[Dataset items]
++++
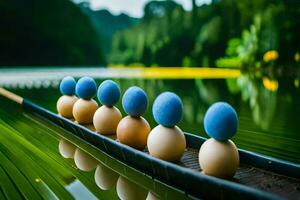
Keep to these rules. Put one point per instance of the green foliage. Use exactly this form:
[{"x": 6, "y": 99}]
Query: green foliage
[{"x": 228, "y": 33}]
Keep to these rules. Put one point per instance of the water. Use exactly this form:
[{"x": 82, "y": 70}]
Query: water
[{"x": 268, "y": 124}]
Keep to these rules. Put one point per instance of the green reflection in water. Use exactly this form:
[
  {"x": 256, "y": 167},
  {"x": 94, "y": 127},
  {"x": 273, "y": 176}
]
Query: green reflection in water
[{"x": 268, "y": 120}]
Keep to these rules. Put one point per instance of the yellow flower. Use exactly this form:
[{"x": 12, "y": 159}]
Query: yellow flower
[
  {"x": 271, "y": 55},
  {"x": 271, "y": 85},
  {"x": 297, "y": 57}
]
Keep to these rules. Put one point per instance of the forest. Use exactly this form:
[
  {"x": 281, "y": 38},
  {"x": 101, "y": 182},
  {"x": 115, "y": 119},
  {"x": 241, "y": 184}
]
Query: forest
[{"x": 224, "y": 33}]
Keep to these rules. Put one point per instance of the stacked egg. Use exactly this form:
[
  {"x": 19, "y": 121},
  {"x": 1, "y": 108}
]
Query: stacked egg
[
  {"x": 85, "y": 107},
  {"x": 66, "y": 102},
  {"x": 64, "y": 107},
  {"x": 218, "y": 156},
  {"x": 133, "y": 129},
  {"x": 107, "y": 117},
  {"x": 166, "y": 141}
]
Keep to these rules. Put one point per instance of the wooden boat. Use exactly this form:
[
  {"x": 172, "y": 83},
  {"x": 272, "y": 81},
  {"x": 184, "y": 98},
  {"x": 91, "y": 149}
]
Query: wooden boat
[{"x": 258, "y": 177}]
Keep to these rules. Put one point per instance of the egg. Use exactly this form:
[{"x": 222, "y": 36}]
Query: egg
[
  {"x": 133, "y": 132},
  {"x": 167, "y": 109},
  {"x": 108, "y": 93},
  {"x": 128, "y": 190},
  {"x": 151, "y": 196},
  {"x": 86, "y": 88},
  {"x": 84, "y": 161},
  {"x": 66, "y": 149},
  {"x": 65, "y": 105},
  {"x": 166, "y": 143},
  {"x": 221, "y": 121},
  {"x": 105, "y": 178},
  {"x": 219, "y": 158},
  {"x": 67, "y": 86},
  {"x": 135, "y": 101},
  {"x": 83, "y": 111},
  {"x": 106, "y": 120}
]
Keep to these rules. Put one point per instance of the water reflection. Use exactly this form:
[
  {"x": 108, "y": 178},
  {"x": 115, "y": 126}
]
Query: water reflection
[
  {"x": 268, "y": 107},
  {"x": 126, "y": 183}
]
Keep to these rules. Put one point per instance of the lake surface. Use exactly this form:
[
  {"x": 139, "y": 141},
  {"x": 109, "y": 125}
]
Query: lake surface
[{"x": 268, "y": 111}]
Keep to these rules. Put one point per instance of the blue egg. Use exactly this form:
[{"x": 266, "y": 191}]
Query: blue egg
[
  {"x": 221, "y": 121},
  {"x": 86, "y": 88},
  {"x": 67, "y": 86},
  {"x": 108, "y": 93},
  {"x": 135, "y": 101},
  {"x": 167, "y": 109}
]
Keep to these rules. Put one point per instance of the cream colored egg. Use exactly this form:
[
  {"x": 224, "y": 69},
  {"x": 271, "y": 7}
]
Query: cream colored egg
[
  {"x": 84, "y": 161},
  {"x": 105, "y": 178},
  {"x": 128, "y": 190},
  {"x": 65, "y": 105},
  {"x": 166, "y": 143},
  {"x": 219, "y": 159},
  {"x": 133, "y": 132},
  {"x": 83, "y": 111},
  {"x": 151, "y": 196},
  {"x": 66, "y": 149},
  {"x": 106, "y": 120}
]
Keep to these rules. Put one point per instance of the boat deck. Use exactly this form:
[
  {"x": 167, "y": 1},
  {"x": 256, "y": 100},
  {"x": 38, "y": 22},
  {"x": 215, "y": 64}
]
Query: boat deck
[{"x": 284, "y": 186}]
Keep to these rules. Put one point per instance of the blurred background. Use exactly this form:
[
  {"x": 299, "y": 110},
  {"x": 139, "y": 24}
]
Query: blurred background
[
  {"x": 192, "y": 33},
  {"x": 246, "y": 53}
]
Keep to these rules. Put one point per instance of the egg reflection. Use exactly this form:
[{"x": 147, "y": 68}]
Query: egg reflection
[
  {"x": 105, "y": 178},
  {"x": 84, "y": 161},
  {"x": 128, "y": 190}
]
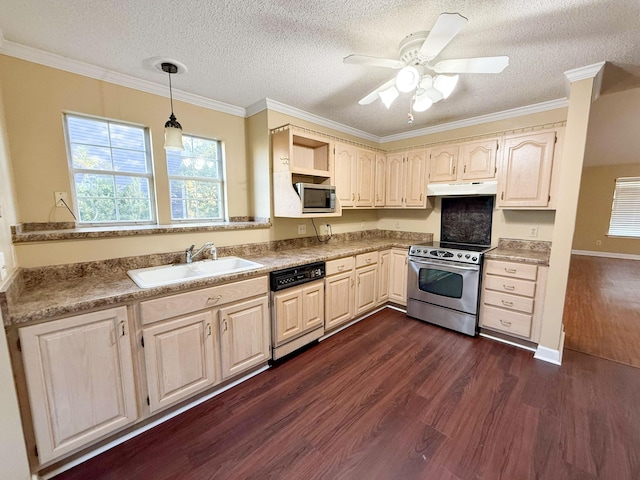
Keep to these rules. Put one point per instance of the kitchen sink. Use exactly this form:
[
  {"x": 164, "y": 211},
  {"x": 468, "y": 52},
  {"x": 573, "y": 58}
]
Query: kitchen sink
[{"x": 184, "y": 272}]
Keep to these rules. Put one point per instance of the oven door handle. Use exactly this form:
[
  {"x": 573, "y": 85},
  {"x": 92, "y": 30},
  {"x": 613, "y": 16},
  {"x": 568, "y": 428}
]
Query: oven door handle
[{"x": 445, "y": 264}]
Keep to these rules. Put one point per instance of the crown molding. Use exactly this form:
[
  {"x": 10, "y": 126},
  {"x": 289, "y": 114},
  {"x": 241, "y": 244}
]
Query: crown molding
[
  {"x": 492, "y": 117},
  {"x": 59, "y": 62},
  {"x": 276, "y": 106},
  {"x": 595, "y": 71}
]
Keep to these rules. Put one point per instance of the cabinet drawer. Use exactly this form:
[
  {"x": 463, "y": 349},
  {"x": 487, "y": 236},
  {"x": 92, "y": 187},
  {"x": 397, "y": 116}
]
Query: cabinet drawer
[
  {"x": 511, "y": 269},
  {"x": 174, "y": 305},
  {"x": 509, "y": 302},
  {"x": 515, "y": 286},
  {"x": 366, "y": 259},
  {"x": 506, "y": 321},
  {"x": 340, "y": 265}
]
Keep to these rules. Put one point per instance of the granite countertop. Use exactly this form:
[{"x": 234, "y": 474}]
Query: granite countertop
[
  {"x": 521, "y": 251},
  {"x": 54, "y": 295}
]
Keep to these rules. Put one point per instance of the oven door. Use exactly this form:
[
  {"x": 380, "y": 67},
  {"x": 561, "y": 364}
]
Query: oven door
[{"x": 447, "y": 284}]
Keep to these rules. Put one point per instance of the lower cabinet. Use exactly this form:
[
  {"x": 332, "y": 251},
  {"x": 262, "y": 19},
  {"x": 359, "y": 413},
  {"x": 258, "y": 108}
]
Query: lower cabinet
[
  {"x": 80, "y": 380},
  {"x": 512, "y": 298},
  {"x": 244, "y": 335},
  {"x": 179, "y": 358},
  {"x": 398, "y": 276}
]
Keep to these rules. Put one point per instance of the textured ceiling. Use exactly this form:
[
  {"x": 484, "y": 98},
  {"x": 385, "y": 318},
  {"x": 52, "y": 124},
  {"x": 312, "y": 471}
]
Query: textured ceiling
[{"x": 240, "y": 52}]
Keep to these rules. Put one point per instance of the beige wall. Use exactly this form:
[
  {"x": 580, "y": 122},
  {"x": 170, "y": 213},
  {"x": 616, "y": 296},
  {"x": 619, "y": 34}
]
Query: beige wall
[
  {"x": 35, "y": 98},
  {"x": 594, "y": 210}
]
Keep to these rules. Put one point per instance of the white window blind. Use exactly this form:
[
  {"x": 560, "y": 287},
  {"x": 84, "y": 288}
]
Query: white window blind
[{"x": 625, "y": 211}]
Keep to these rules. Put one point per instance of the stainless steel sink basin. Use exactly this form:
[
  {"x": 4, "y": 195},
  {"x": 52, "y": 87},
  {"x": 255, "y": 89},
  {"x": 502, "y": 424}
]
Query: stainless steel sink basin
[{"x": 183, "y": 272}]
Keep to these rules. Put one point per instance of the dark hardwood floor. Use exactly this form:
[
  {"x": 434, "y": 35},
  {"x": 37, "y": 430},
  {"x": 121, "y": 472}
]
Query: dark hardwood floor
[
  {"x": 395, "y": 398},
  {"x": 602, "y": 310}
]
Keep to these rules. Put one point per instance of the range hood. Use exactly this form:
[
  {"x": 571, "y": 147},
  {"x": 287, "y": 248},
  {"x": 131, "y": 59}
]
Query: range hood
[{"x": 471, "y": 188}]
++++
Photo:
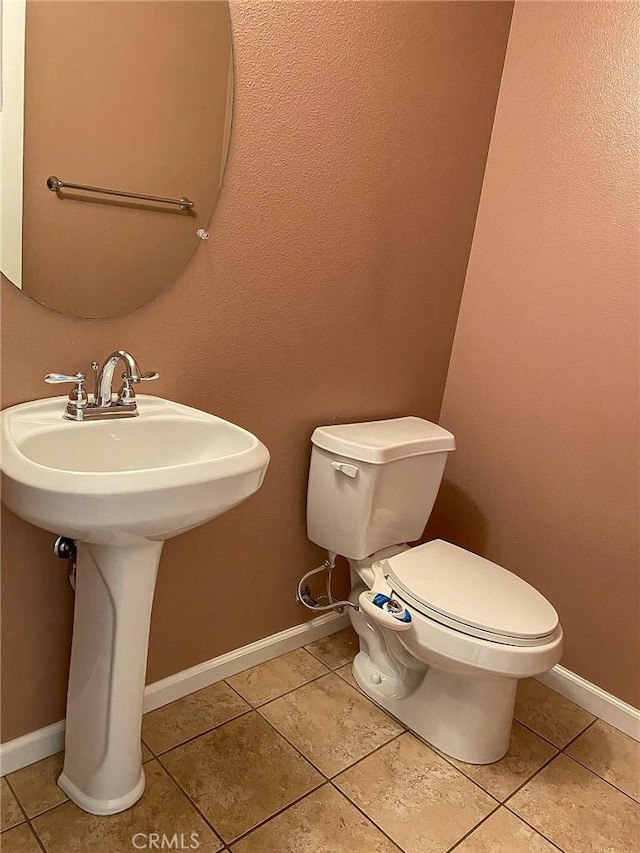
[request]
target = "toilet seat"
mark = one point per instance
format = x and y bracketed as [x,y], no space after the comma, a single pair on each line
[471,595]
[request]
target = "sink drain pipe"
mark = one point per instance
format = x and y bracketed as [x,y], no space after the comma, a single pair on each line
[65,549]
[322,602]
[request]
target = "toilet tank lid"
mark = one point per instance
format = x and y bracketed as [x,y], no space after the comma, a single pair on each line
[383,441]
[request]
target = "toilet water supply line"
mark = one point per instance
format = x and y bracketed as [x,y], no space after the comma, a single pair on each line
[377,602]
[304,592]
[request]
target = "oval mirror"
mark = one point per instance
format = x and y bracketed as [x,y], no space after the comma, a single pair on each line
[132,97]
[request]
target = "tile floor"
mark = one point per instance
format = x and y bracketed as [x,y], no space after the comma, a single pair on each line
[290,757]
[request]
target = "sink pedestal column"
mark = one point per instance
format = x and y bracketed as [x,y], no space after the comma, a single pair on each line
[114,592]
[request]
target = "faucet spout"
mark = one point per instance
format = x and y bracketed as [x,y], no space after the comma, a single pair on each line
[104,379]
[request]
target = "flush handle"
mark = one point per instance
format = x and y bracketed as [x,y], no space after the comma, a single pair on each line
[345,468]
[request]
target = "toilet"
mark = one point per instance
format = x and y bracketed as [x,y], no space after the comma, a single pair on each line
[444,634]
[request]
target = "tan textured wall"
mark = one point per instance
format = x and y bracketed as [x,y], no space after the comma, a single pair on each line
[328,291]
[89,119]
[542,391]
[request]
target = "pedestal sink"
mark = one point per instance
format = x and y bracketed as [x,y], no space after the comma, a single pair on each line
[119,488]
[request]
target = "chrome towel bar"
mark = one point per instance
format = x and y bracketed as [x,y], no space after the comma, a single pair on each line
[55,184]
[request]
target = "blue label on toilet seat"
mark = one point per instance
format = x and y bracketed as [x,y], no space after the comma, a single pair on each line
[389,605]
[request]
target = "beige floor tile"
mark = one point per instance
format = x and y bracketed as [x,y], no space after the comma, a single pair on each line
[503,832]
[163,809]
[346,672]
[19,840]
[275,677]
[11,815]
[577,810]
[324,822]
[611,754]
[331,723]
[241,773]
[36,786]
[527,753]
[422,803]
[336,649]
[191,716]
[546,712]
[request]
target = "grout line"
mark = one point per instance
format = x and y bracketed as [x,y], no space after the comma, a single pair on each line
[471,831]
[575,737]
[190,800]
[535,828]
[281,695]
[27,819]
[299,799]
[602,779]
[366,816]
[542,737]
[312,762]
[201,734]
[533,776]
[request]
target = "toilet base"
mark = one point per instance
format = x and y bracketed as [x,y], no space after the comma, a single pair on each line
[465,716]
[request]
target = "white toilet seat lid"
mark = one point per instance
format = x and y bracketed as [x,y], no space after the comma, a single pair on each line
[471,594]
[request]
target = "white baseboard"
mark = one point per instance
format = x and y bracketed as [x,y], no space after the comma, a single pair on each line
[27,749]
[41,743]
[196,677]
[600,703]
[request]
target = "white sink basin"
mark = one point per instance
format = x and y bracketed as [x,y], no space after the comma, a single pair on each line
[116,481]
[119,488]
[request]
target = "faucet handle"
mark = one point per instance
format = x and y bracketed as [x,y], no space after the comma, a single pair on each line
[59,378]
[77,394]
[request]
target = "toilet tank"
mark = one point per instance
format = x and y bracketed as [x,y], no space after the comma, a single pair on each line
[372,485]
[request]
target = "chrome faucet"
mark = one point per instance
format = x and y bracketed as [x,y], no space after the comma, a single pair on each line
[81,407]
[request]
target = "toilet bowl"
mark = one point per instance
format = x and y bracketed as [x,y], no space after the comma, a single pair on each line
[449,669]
++++
INSTRUCTIONS FOR THE TASK: Looking at the data above, say how many lines contain the word "tank", with no added words.

TASK RESPONSE: 2